SOURCE:

Petite philosophie du design, Vilém Flusser, éd. Circé

Alors que je tuais le temps entre deux rendez-vous à Paris dernièrement, je n’ai pas pu m’empêcher à entrer dans la librairie Vrin, qui rassemble une quantité impressionnante de livres sur divers sujets philosophiques. Dans le rayon dédié à l’art et à l’esthétique, je suis tombé sur la Petite philosophie du design du philosophe tchèque Vilém Flusser et je n’ai pas pu m’empêcher de l’emmener. Celui qui a aussi écrit Pour une philosophie de la photographie en 1983 défend la thèse que notre avenir sera affaire de design.

DONNÉES FOURNIES:
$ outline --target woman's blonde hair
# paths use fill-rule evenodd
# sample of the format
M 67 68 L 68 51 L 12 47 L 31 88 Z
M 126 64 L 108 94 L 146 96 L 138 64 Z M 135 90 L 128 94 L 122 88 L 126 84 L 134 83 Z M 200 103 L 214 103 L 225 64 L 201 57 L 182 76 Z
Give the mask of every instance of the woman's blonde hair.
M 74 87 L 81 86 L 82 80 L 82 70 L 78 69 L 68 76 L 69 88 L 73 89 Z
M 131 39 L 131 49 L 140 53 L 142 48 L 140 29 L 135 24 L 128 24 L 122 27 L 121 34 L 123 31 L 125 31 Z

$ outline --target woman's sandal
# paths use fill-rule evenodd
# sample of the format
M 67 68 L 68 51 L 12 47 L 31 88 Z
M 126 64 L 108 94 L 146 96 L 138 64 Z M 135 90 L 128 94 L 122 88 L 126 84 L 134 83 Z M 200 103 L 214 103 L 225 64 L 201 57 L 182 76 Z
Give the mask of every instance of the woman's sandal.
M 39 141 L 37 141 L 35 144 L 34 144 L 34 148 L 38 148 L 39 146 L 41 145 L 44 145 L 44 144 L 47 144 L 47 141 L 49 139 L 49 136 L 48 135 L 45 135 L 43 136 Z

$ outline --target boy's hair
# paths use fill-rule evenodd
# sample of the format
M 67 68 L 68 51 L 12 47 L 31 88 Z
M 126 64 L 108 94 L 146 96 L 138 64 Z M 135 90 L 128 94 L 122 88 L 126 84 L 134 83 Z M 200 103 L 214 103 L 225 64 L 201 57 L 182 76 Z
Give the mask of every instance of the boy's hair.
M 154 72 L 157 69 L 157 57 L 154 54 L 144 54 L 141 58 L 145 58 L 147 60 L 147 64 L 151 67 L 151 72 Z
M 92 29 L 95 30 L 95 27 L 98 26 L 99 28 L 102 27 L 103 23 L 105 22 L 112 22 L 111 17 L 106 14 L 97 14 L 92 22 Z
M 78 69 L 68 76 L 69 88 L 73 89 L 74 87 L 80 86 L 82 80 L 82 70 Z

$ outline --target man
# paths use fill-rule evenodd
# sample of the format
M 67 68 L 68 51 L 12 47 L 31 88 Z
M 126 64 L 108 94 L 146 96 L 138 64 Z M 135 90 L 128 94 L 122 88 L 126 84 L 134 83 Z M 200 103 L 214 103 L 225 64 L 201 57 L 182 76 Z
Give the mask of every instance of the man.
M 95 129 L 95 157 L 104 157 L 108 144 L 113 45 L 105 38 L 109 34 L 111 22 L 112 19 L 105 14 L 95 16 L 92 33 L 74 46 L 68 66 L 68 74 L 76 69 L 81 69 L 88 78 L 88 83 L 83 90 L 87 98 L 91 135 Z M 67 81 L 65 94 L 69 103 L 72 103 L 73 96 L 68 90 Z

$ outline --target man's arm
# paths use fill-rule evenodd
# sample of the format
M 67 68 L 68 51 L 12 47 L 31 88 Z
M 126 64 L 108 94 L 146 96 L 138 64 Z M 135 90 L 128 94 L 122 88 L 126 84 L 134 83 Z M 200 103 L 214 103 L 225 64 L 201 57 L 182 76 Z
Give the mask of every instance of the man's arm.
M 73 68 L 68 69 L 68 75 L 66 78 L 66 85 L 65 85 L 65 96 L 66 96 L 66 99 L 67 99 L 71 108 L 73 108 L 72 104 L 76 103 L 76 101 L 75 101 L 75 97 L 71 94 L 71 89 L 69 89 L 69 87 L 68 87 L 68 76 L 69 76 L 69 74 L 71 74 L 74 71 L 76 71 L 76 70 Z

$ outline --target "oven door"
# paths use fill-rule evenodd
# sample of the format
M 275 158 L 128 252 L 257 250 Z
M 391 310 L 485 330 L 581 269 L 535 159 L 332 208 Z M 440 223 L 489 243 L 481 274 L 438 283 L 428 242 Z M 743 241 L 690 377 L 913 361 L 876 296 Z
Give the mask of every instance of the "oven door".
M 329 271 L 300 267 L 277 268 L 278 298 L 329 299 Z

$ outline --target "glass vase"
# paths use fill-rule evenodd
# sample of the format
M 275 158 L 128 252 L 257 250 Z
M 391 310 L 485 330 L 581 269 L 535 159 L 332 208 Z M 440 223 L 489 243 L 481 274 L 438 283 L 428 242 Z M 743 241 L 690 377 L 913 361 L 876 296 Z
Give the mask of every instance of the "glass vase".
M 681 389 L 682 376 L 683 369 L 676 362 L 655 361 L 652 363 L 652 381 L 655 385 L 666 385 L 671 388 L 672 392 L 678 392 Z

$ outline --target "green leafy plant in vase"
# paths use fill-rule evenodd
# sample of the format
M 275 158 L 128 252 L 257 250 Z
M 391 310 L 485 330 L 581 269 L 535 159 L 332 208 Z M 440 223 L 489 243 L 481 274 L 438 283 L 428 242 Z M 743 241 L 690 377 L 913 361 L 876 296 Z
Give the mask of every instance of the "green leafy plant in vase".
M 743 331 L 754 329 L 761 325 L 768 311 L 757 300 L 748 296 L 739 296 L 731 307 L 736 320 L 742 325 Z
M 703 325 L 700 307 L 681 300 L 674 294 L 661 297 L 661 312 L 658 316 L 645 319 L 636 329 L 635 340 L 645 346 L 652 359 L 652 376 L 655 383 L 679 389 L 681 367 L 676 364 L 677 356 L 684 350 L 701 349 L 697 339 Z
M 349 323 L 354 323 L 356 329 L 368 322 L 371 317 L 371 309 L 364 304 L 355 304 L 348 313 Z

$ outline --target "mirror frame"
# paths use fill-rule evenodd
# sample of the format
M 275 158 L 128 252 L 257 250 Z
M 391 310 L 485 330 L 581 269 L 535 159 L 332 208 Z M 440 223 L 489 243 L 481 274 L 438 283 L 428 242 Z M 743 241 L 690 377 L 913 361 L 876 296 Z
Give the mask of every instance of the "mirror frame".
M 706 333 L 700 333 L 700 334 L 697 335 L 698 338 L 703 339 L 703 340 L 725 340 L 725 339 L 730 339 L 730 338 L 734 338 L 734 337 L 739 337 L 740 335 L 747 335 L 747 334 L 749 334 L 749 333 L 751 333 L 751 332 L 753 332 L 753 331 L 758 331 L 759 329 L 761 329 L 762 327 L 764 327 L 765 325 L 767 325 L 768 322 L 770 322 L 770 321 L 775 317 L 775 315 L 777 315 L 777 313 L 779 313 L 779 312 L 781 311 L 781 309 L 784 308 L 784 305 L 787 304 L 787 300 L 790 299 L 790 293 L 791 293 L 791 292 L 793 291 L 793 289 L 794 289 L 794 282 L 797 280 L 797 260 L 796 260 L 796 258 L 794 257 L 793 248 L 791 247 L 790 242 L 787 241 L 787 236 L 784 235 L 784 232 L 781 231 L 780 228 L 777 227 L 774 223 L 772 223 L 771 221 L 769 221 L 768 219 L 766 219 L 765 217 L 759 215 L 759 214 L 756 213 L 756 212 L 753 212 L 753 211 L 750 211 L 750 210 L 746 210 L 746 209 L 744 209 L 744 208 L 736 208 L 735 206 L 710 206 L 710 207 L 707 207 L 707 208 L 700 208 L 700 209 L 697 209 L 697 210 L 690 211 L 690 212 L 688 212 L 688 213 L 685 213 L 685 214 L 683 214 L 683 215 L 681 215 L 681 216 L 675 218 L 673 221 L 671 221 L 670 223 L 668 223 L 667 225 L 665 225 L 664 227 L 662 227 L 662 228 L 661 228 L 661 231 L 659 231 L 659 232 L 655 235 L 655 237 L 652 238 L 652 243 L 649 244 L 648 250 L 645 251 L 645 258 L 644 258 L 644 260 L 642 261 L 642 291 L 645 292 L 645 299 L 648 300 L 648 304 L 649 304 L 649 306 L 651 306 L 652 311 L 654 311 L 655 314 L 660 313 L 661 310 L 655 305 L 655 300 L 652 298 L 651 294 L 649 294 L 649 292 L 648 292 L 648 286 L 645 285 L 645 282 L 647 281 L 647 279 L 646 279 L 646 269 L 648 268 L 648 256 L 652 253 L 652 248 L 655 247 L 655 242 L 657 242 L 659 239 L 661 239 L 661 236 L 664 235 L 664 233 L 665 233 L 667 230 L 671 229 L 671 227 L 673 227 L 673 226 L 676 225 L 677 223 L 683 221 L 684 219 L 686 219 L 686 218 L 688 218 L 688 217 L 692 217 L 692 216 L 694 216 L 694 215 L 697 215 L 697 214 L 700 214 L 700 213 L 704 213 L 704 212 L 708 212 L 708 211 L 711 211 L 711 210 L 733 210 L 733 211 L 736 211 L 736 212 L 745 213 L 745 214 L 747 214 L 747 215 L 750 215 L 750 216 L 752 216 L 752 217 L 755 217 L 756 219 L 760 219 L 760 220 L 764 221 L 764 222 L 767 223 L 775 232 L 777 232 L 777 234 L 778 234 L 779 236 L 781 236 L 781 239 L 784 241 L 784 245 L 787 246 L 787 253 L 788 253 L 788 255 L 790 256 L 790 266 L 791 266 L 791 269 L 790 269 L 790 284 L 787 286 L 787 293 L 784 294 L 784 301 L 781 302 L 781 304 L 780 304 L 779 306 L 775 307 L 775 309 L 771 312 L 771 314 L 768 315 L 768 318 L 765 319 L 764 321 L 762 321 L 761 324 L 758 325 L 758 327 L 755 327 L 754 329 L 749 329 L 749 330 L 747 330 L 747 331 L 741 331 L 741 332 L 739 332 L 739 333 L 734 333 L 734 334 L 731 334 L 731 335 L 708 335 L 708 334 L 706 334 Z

À FAIRE:
1. D'après l'extrait sur la Petite philosophie du design, quel autre livre Vilém Flusser a-t-il écrit en 1983 ?
2. Dans les enregistrements, reprenez les lignes qui vont de celle contenant « --target man's arm » jusqu'à celle contenant « M 681 389 L », incluses, en remplaçant « instance » par « occurrence » sans rien changer d'autre. Ne rendez que ces lignes.

RÉPONSES DANS L'ORDRE:
1. Pour une philosophie de la photographie.

2.
$ outline --target man's arm
# paths use fill-rule evenodd
# sample of the format
M 67 68 L 68 51 L 12 47 L 31 88 Z
M 126 64 L 108 94 L 146 96 L 138 64 Z M 135 90 L 128 94 L 122 88 L 126 84 L 134 83 Z M 200 103 L 214 103 L 225 64 L 201 57 L 182 76 Z
Give the mask of every occurrence of the man's arm.
M 73 68 L 68 69 L 68 75 L 66 78 L 66 85 L 65 85 L 65 96 L 66 96 L 66 99 L 67 99 L 71 108 L 73 108 L 72 104 L 76 103 L 76 101 L 75 101 L 75 97 L 71 94 L 71 89 L 69 89 L 69 87 L 68 87 L 68 76 L 69 76 L 69 74 L 71 74 L 74 71 L 76 71 L 76 70 Z

$ outline --target "oven door"
# paths use fill-rule evenodd
# sample of the format
M 275 158 L 128 252 L 257 250 Z
M 391 310 L 485 330 L 581 269 L 535 159 L 332 208 Z M 440 223 L 489 243 L 481 274 L 438 283 L 428 242 Z M 743 241 L 690 377 L 913 361 L 876 296 Z
Give the mask of every occurrence of the "oven door".
M 329 271 L 300 267 L 277 268 L 278 298 L 329 299 Z

$ outline --target "glass vase"
# paths use fill-rule evenodd
# sample of the format
M 275 158 L 128 252 L 257 250 Z
M 391 310 L 485 330 L 581 269 L 535 159 L 332 208 Z M 440 223 L 489 243 L 481 274 L 438 283 L 428 242 Z M 743 241 L 690 377 L 913 361 L 876 296 Z
Give the mask of every occurrence of the "glass vase".
M 681 389 L 682 376 L 683 369 L 676 362 L 655 361 L 652 363 L 652 381 L 655 385 L 666 385 L 671 388 L 672 392 L 678 392 Z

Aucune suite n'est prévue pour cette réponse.